**Work to be completed**
Leave out the pictures; transcribe all else exactly.

**Data for this exercise**

::::::

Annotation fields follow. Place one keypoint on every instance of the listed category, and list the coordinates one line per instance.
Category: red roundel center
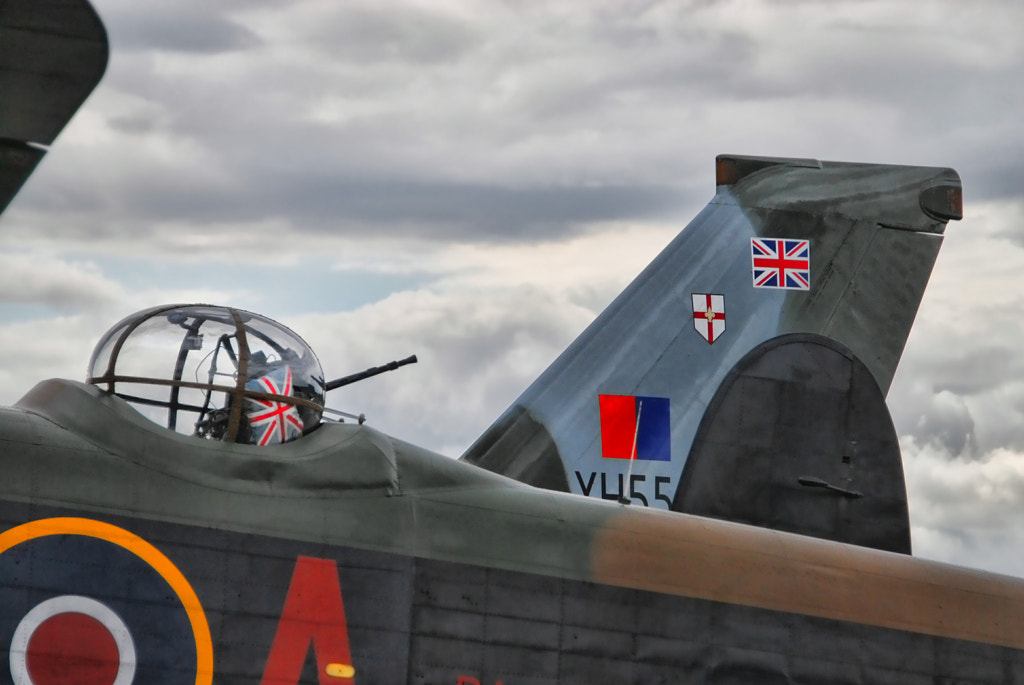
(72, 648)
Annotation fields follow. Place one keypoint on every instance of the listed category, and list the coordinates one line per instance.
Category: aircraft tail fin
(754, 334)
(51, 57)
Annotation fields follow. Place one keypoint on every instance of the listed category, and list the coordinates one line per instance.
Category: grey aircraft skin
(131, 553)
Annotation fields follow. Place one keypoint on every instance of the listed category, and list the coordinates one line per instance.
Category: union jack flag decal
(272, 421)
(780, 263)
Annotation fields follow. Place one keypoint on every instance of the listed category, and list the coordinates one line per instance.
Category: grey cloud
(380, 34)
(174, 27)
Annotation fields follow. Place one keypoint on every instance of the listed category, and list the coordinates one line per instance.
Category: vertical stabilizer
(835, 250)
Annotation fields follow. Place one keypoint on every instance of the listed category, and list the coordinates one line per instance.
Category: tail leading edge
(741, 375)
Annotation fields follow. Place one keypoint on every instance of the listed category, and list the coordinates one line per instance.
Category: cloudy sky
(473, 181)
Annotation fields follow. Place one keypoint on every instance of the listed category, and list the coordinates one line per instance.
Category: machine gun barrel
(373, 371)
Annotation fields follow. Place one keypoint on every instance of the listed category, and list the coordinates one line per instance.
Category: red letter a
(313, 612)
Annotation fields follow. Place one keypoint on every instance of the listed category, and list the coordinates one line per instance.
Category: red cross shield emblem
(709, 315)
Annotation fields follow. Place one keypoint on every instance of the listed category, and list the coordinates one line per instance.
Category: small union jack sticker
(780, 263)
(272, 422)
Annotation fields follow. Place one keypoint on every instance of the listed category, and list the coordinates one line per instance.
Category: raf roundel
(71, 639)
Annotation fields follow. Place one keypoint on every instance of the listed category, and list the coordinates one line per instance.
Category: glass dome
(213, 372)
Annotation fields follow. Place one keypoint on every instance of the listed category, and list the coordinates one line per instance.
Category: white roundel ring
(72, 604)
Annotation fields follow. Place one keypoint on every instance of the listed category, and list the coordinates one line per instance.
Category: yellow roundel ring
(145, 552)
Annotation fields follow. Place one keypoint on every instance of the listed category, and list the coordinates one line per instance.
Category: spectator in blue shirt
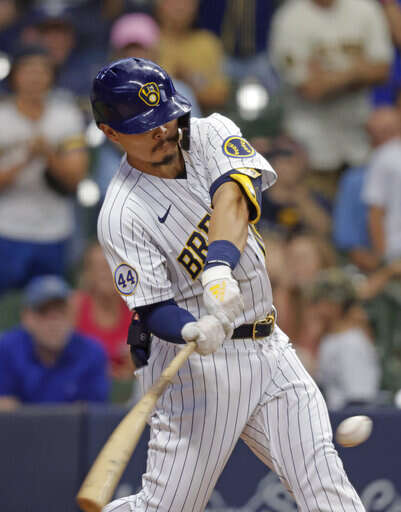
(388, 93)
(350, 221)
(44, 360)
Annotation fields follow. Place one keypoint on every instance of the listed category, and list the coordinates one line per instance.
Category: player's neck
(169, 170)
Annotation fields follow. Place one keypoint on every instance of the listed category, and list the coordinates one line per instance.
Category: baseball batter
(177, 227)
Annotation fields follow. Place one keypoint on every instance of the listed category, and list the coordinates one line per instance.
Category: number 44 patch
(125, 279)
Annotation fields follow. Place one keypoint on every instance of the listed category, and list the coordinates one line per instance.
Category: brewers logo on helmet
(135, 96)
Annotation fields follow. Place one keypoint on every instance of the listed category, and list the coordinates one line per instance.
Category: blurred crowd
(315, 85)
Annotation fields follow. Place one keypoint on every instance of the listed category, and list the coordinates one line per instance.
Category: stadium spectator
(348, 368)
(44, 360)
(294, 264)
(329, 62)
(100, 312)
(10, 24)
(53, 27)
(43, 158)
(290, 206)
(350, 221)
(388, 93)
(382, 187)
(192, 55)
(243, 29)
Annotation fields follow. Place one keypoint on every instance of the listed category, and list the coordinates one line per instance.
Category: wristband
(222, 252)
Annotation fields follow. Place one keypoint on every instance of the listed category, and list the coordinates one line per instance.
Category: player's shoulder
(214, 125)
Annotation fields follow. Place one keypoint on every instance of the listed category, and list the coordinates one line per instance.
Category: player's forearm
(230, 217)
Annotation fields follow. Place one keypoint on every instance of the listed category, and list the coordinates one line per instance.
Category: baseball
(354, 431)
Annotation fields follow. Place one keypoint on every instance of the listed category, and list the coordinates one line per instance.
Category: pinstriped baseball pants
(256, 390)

::::::

**The result**
Annotation fields follow. Place one keypoint on every instance of the listed category, and list the coordinates one line per instance.
Category: red roundel center
(72, 648)
Annotation fields follow. Place one keypoint on every instance of the listed category, and list the coordinates one line per instance.
Category: aircraft tail fin
(754, 334)
(51, 57)
Annotation fields follow. Place one keypoint on every instance of the listed category, and list the coordinates one line per instance.
Category: grey aircraft skin
(131, 553)
Annotation fields follow. Place one keypoint on every instance of the listed category, and list the coordinates one line per instance.
Category: union jack flag decal
(272, 421)
(780, 263)
Annotation fields follow. Place one keypoint on every instance of the listed category, and list the coordinates one line per instance.
Category: grey cloud
(380, 34)
(174, 27)
Annotation fields follow. Place one keypoint on every instance of the listed category, and list the coordinates one line per instance.
Category: vertical stabilizer
(835, 250)
Annotation fields follow. Place one keypoint on every instance of the listed category, and list the coordinates one line per instance.
Category: tail leading edge
(741, 375)
Annotation fields follow. Place one keypoint on every instance of the listed category, and list the coordinates one line per instance.
Category: cloudy sky
(473, 181)
Annotation fields follow. Place one keypoint on every instance of the listed category, and list the coordinates one line per instance.
Category: machine gun barrel
(373, 371)
Annotation fields follow. Place one keypoint on every instance of the listed category, and list the coordinates one line per instance.
Category: red letter a
(313, 612)
Annotation fields follow. Place one keypoint on every instance of the listed category, and list the coordinates one line per instance.
Category: red cross shield emblem
(709, 315)
Annotation fields follow. Place one keypoint on every instance of the listed category, and list the coordinates one line per instance.
Category: small union jack sticker
(780, 263)
(272, 422)
Annotation fields follow. Place one keypoint on every instance of the listed category, and list the coordinates one line per instance.
Category: raf roundel
(71, 639)
Annotation fields follow. Place one keypoint on every instance of the listed category, and list the coordinates one line per instance.
Category: glass dome
(213, 372)
Annotation fields follow. Place one keypoint on every instance of the listed category, and list the coordinates one line per instance.
Category: white roundel ring
(72, 604)
Annotation fields follow. Place one keypoint on every instance of the listed category, and list the coordinates one line per instance.
Category: yellow roundel ring
(145, 552)
Annotation fields follow. Place one keypoint on every instance of the listed category, and list the coordinates one line per instance.
Category: spectator in blue shirt
(388, 93)
(350, 221)
(44, 360)
Annotation fields follow. Place one keypoint on every instance of the listed category, and list the coordinates one line per instance.
Category: player's neck
(169, 170)
Annotation fields follow. Place one keypoint on every instance of the listed category, and list the coordinates one line per instance.
Category: baseball batter
(177, 227)
Annotation fields follow. Place one keypoint on every instance of the listed category, and list the coordinates one line per instance.
Category: number 44 patch
(125, 279)
Annotation fields follow. Place one keypoint on every instance of the listed category, and list the coordinates one line per instance.
Category: brewers logo on helmet
(135, 96)
Annotation fields follow. Place one keypoint on every instance of the listed category, and list the coordinates one line per instance.
Category: blurred crowd
(315, 85)
Annotation fields follow. Place one keypoint on every instance of the listed category, and list the coordinates one line per instance.
Category: stadium spectator
(348, 368)
(44, 360)
(294, 264)
(329, 62)
(100, 312)
(10, 24)
(53, 27)
(43, 158)
(290, 206)
(350, 221)
(388, 93)
(382, 187)
(192, 55)
(243, 29)
Annotation fields follow. Place one keypoint on every instance of the listed category, and list the coordinates one line per instance.
Category: wristband
(222, 252)
Annotation fields follow. Place one keypoint on every instance of the listed category, and list the coordinates one line per instance.
Category: player's shoulder
(214, 125)
Annotation fields follow. Place one keypoint on every instance of the listed category, and list the coordinates one line per instance.
Category: player's forearm
(230, 217)
Annotation fields follow. Place one keypoint on every instance of the listed category, and list the coordinates one line per instance.
Category: baseball
(354, 431)
Annotation fields follow. Place one keypoint on every instance of the listed category, and list the coordinates one line per instance.
Category: pinstriped baseball pants
(256, 390)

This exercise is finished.